Не довольствуясь дипломатическими демаршами, сиракузяне начинают весной 214 г. военные приготовления. Царь Гиероним отправляется в Леонтины, находившиеся поблизости от границы римских владений; Гиппократ движется к границе с двухтысячным войском. Но в это время тайному агенту римлян в Сиракузах Диномену удается организовать в Леонтинах убийство царя Гиеронима. Гиппократ вынужден был спешно вернуться в Сиракузы, чтобы противодействовать дальнейшему усилению влияния римской партии.
Открытое военное выступление Сиракуз на стороне Карфагена не было непосредственно спровоцировано римлянами: сиракузяне могли при всем сочувствии к Карфагену, еще долгое время сохранять политику нейтралитета, не бросая Риму открытого вызова. Это обстоятельство и должно было содействовать усилению римской партии. Удается убить вождей карфагенской партии Андранодора и Фемиста, а также братьев царя. {217}
Но в это время в Сиракузы пришли первые известия о зверских расправах римлян в греческих городах. Возмущением сиракузского общества не преминули воспользоваться уцелевшие сторонники карфагенской партии. Гиппократ и Эпикид выступают в народном собрании с требованием возобновить политику открытой борьбы с Римом; их избирают стратегами на место убитых. Но и римская партия сохранила еще влияние: богач Аполлоний требует открытого выступления на стороне римлян.

▶ _Набор строк_
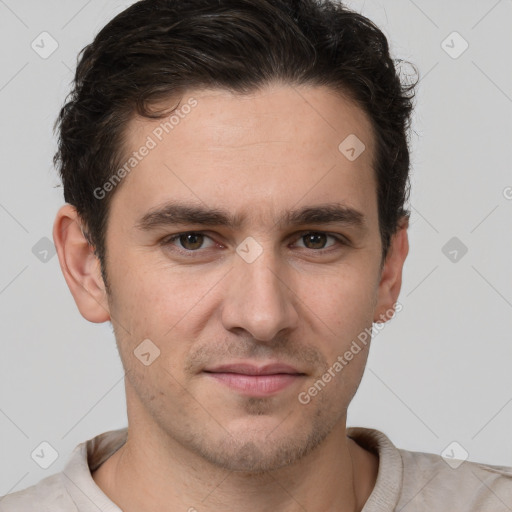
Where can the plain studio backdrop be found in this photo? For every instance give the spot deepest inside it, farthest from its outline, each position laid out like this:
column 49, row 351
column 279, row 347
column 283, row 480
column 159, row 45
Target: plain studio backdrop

▶ _Что нужно сделать_
Воспроизведите без изменений часть текста о Сиракузах: начните с того места, где стоит «Не довольствуясь дипломатическими», и остановитесь после «влияния римской партии.».

▶ _Результат_
Не довольствуясь дипломатическими демаршами, сиракузяне начинают весной 214 г. военные приготовления. Царь Гиероним отправляется в Леонтины, находившиеся поблизости от границы римских владений; Гиппократ движется к границе с двухтысячным войском. Но в это время тайному агенту римлян в Сиракузах Диномену удается организовать в Леонтинах убийство царя Гиеронима. Гиппократ вынужден был спешно вернуться в Сиракузы, чтобы противодействовать дальнейшему усилению влияния римской партии.